— Start —

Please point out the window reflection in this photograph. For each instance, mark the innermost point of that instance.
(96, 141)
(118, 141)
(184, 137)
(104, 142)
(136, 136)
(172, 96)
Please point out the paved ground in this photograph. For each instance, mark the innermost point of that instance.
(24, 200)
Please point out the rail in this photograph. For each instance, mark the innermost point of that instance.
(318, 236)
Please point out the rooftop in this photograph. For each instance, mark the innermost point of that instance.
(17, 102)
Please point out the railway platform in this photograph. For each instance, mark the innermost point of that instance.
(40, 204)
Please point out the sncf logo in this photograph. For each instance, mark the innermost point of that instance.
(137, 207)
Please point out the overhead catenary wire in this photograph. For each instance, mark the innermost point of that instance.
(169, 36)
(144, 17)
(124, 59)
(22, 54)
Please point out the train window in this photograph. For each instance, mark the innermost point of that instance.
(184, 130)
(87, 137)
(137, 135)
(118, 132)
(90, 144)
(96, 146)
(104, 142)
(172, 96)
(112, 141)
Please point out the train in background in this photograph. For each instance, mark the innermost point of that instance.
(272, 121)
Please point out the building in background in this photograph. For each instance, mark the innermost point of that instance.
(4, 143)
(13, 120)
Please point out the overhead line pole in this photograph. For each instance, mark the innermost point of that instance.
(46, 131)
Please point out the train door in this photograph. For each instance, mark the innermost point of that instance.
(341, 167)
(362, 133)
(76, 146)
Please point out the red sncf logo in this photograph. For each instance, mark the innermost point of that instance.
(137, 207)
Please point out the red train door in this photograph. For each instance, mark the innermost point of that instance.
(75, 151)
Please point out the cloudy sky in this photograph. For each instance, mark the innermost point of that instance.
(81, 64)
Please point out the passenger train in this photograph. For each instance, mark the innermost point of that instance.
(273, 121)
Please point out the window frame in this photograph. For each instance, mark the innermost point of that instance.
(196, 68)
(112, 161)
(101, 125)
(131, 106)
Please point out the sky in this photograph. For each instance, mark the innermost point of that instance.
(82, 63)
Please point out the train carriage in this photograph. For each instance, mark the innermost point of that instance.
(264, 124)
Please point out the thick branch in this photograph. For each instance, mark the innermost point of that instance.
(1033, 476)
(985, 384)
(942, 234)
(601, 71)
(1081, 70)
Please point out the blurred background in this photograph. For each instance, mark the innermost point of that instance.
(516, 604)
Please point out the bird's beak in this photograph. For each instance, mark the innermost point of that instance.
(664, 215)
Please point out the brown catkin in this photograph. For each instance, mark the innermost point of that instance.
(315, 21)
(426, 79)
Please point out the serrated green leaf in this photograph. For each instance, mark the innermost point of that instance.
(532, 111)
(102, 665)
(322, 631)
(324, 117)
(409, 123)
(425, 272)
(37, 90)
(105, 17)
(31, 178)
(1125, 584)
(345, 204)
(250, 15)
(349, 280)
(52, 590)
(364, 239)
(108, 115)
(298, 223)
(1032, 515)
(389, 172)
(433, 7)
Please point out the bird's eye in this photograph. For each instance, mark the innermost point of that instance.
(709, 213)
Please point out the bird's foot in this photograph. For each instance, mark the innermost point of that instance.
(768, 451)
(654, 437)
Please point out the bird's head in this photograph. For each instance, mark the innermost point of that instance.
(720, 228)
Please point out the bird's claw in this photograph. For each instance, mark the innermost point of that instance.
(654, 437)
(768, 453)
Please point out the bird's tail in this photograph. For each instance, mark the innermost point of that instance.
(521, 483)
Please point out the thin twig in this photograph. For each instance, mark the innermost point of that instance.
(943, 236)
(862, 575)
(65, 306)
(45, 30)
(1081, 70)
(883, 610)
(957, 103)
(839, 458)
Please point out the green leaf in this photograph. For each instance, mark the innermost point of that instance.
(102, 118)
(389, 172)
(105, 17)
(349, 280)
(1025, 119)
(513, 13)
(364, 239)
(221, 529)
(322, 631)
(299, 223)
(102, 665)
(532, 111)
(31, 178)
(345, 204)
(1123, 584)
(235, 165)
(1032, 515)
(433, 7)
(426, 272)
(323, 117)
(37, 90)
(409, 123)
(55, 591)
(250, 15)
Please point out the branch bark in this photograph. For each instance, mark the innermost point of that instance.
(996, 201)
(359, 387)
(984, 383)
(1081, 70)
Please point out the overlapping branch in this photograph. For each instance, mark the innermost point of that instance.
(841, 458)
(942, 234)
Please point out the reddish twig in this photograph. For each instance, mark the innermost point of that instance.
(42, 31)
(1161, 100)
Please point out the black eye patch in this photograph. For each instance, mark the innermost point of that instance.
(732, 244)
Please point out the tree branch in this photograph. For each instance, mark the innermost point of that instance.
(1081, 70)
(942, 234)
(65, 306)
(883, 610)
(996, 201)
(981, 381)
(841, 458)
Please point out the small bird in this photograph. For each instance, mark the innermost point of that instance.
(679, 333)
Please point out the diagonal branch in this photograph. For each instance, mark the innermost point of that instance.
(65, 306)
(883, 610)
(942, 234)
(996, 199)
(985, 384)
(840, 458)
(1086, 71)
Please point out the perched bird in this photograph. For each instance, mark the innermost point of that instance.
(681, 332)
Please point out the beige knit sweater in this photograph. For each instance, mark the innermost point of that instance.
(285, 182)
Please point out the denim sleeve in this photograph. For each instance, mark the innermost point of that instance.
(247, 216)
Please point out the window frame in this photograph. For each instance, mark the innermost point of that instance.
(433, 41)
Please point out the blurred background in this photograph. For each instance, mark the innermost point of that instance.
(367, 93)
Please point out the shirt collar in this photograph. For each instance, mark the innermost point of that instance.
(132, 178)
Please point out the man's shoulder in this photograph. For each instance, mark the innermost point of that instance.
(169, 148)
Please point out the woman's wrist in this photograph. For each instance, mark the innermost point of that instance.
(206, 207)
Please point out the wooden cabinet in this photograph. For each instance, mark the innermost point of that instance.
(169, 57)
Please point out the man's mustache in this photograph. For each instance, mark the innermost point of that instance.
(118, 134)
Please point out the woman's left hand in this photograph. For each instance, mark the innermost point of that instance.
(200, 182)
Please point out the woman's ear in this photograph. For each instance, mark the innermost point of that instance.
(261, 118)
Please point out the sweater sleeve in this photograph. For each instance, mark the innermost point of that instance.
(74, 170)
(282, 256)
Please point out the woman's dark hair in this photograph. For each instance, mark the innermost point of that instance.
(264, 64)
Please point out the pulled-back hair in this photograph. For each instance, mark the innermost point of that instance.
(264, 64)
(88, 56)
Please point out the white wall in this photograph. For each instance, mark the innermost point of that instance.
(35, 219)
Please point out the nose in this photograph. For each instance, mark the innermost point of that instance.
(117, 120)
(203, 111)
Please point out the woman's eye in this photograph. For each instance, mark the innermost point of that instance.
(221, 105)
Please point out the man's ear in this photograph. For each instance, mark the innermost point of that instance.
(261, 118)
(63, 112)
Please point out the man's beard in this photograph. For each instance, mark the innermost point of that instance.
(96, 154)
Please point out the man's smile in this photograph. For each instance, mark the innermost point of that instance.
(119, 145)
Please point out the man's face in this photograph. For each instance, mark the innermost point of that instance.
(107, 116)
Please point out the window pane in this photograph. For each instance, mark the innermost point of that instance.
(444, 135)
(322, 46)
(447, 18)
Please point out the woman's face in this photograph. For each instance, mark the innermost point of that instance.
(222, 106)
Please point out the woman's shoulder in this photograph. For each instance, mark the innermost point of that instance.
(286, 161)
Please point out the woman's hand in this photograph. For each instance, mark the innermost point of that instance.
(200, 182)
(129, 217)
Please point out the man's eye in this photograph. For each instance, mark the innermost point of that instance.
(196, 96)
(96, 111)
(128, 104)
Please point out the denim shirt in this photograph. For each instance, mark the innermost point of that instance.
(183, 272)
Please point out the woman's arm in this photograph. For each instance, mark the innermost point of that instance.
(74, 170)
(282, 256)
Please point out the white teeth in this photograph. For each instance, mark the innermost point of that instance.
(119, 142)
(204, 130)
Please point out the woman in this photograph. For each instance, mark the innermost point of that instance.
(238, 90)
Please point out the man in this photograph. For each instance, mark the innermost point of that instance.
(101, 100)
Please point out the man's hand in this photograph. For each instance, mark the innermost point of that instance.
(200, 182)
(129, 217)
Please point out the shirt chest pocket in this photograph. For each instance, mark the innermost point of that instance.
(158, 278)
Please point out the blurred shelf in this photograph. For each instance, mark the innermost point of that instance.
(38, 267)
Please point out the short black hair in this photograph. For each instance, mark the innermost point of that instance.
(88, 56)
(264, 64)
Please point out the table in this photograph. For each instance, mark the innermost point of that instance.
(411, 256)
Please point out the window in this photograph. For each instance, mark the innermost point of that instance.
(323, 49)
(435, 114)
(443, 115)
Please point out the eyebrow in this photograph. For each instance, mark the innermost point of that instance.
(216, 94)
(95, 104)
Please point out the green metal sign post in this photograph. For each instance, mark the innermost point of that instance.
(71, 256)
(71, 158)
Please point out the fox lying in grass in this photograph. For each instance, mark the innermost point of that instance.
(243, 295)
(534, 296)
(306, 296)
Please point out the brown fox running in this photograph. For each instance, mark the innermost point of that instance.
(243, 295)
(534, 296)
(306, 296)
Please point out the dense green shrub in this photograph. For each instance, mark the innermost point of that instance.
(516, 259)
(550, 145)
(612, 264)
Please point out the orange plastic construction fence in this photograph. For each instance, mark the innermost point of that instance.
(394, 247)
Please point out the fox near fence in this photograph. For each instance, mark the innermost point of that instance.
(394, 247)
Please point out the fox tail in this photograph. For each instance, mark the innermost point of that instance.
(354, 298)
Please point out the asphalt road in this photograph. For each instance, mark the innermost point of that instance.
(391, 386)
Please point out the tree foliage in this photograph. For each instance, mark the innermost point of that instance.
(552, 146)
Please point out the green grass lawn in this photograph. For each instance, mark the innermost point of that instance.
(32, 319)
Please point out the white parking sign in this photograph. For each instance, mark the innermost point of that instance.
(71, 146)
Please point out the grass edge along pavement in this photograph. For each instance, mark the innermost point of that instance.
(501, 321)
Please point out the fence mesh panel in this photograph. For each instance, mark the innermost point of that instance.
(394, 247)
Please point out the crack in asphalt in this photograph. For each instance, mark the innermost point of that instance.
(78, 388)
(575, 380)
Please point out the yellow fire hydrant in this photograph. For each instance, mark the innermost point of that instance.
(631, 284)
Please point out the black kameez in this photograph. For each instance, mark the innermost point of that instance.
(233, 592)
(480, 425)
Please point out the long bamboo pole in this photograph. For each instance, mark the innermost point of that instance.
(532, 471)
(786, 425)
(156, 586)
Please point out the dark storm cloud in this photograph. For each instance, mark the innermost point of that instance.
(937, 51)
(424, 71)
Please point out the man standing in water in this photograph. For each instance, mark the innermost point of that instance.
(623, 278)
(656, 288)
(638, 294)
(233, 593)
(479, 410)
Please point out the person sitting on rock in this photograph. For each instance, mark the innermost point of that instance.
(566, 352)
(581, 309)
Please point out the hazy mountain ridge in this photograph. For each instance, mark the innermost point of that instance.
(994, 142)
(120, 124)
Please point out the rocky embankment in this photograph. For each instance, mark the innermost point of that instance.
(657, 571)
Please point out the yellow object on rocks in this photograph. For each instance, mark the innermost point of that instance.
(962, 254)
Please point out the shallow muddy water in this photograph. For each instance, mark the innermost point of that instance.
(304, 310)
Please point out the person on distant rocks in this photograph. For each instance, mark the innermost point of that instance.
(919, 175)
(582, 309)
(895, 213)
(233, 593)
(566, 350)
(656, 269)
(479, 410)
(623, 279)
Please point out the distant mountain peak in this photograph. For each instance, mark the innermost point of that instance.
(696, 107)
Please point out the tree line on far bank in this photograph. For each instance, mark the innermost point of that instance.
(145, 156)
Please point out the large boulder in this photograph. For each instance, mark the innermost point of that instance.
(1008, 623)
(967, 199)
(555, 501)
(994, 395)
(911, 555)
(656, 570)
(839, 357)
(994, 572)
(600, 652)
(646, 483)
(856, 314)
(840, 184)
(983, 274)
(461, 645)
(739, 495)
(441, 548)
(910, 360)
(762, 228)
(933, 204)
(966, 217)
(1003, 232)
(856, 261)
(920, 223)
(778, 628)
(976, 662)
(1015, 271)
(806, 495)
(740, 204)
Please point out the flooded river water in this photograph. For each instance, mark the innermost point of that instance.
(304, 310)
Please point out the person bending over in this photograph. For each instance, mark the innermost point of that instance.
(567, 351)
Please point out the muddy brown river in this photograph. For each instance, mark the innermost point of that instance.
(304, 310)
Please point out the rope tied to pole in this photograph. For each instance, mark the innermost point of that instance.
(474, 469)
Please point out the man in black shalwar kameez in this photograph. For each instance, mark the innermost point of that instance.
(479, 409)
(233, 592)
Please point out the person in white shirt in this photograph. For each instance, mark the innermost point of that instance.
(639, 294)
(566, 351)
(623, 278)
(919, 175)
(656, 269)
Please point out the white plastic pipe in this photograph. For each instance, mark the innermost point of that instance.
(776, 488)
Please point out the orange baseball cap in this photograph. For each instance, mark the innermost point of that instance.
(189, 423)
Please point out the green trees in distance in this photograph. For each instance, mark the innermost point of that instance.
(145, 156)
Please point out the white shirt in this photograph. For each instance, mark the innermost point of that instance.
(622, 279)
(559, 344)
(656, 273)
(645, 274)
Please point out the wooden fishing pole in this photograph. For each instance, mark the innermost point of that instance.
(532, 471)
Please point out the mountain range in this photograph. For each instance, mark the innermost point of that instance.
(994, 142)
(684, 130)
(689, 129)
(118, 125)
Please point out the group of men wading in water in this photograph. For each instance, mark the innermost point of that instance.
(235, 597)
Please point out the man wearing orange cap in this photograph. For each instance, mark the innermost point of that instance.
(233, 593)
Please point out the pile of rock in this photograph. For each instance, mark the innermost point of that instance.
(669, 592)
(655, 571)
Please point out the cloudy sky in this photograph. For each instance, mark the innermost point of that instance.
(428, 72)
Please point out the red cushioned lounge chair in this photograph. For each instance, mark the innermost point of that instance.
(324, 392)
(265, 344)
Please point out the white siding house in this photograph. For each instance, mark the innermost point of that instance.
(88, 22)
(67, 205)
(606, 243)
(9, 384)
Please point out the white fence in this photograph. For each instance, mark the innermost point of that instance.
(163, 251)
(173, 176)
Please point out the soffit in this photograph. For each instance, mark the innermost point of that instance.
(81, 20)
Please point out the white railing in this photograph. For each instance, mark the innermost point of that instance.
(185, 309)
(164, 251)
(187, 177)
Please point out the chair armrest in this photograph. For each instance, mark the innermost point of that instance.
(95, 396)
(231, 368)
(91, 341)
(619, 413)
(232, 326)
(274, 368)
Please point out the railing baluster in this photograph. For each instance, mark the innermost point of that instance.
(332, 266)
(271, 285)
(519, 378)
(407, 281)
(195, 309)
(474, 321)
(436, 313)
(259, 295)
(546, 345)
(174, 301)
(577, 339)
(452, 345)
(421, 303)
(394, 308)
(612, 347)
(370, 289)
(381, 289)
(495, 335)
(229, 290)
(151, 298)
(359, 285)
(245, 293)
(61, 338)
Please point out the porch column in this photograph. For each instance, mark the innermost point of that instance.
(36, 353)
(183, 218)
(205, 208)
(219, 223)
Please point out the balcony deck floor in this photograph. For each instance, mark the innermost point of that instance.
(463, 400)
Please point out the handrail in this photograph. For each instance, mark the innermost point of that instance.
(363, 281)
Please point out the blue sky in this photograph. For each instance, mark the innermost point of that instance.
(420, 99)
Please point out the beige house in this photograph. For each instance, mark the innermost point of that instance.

— End —

Task instructions: Copy out the lines from the line containing "Please point out the balcony" to the end of the listing above, without alteration.

Written response:
Please point out the balcony deck floor in this photograph. For each instance, mark the innermost point of that instance.
(463, 400)
Please point out the handrail in this photograph. For each instance, mark the innermost point of that instance.
(363, 281)
Please point out the blue sky in this photograph. For each instance, mark the innermost point of that instance.
(420, 99)
Please point out the beige house in this photograph. For each instance, mark the innermost point of that instance.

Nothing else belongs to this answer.